:: Trecho escolhido ::

Palavras de amor, palavras de afeto, palavras de alegria, palavras de amizade, palavras de carinho. São tantas palavras... Palavras, palavras...


quinta-feira, 5 de janeiro de 2012

ZANGA DE VELHO


Quando eles se casaram, no ardor dos seus 20 e 18 anos (ele e ela), o mundo lhes parecia azul como viu Armstrong lá das alturas. Se não era assim, era melhor: - azul com umas bolinhas douradas! casamento "de gosto" de ambas as famílias, foi festa para durar três dias. Perus, capotes, capões cevados, um capado e mais vinte galinhas deram suas vidas, em holocaustos ao grande acontecimento, por todo esse tempo, a concertina, os pífanos, o zabumba, o triângulo, a rebeca e outros bichos de fazer zoada encheram de samba e de festa a casa do pai da feliz noiva ou do pai do venturoso noivo, alternadamente. Ninguém sabe quanto foi consumido de vinho de jurubeba, licor de jenipapo e branquinha de acarape. Foi coisa pra ficar na história e por anos ser comentada.
Quem me contou o "causo" foi vovô Acelino e, mesmo fato passado, há quase um século, omito os nomes dos personagens para evitar que algum deles - ou seus descendentes - me venha puxar as orelhas. Basta que os chame de Félix e Aninha. Casados e de mãos dadas, naquele juramento que uniria até a morte, foram para o seu novo ninho, na Aba da Serra. Aninha herdara da mãe aquele gosto pelas coisas da , a dedicação ao jovem marido, o cuidado e zelo das vaidosas jovens-senhoras. Ao redor da morada, o terreiro limpo bem ciscado, um banquinho de pedra, uns canteiros de margaridas, uns pés de jasmim que subiam pelas pilastras do alpendre. Dentro, umas combucas, uns "cacos" onde vicejavam essas plantinhas dengosinhas, mimosas, que mais gostam dos ambientes sombrios. Félix, por sua vez, um mouro nos trabalhos das roças, se desdobrava em atenções e afeto à sua companheira. Leal e ativo, bravo e lutador, enchia os campos com o seu labor e sementes e os paióis da casa do que necessário fosse.

:::
:: Dados guardados ::

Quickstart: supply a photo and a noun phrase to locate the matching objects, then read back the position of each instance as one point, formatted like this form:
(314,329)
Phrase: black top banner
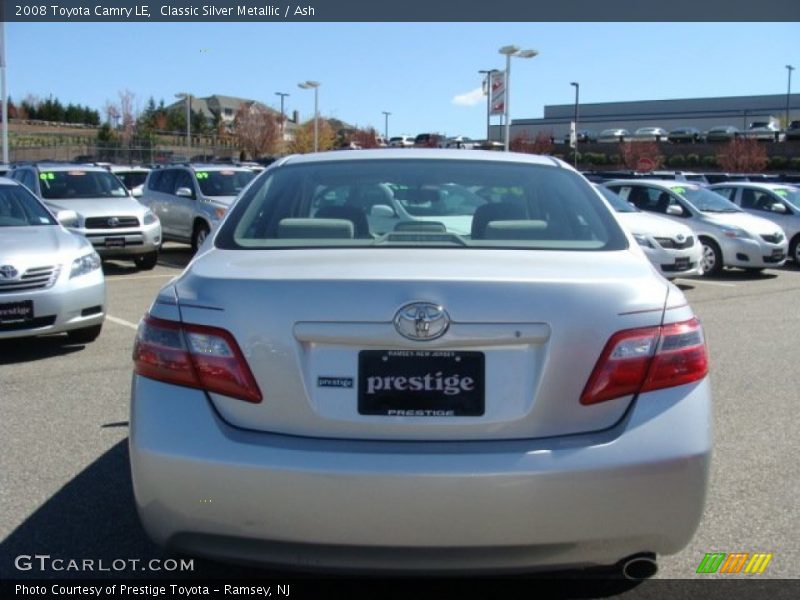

:::

[Suas tarefas]
• A. Redigite do trecho tudo o que vai desde "ZANGA DE VELHO" até "anos ser comentada.", sem mudar nada.
• B. Responda a partir do trecho:
(i) Quantos dias durou a festa do casamento?
(ii) Quem contou o "causo"?
(iii) Para onde o casal foi depois de casado?
• C. De acordo com o trecho, por que os nomes verdadeiros dos personagens não aparecem? Explique em uma a três frases.
A listagem não tem nenhuma ligação com o trecho.

[Respostas esperadas]
• A.
ZANGA DE VELHO


Quando eles se casaram, no ardor dos seus 20 e 18 anos (ele e ela), o mundo lhes parecia azul como viu Armstrong lá das alturas. Se não era assim, era melhor: - azul com umas bolinhas douradas! casamento "de gosto" de ambas as famílias, foi festa para durar três dias. Perus, capotes, capões cevados, um capado e mais vinte galinhas deram suas vidas, em holocaustos ao grande acontecimento, por todo esse tempo, a concertina, os pífanos, o zabumba, o triângulo, a rebeca e outros bichos de fazer zoada encheram de samba e de festa a casa do pai da feliz noiva ou do pai do venturoso noivo, alternadamente. Ninguém sabe quanto foi consumido de vinho de jurubeba, licor de jenipapo e branquinha de acarape. Foi coisa pra ficar na história e por anos ser comentada.

• B.
(i) Três dias.
(ii) Vovô Acelino.
(iii) Para o seu novo ninho, na Aba da Serra.

• C. Os nomes foram omitidos para evitar que algum dos personagens, ou seus descendentes, venha puxar as orelhas de quem conta a história. Por isso eles são chamados apenas de Félix e Aninha.